**USING THE INFORMATION**
A) From the passage on skeletal muscle repair, list every step that satellite cells take when they repair damaged skeletal muscle.
B) Answer these questions from the passage on skeletal muscle repair:
(i) About what share of human mass does skeletal muscle make up?
(ii) What are the resident stem cells of muscle called?
(iii) What two things does misregulation of satellite cell responses harm?

**READING PASSAGE**

##############################

Skeletal muscle comprising ~ 40% of human mass is a contractile tissue that enables all motor movements and respiration. Muscle typically has a remarkable ability to repair upon injury due to the muscles’ resident stem cells, called satellite cells (SC). SCs repair damaged skeletal muscle by exiting quiescence, and actively proliferating in response to signals from the SC niche, and then either differentiating and fusing to damaged myofibers or with each other to form new myofibers, while a small number of SCs then reinstate quiescence to renew the population. However, misregulation of these SC responses is detrimental to the quantity of myogenic progenitors and the regenerative capacity of muscle.

##############################

**GIVEN DATA**
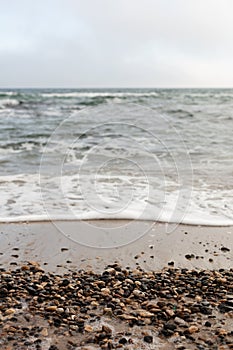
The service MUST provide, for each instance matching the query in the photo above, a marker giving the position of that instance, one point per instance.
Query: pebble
(179, 306)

##############################

**SOLVED TASKS**
A)
- Exiting quiescence
- Actively proliferating in response to signals from the SC niche
- Differentiating and fusing to damaged myofibers or with each other to form new myofibers
- A small number reinstating quiescence to renew the population

B)
(i) About 40%
(ii) Satellite cells (SC)
(iii) The quantity of myogenic progenitors and the regenerative capacity of muscle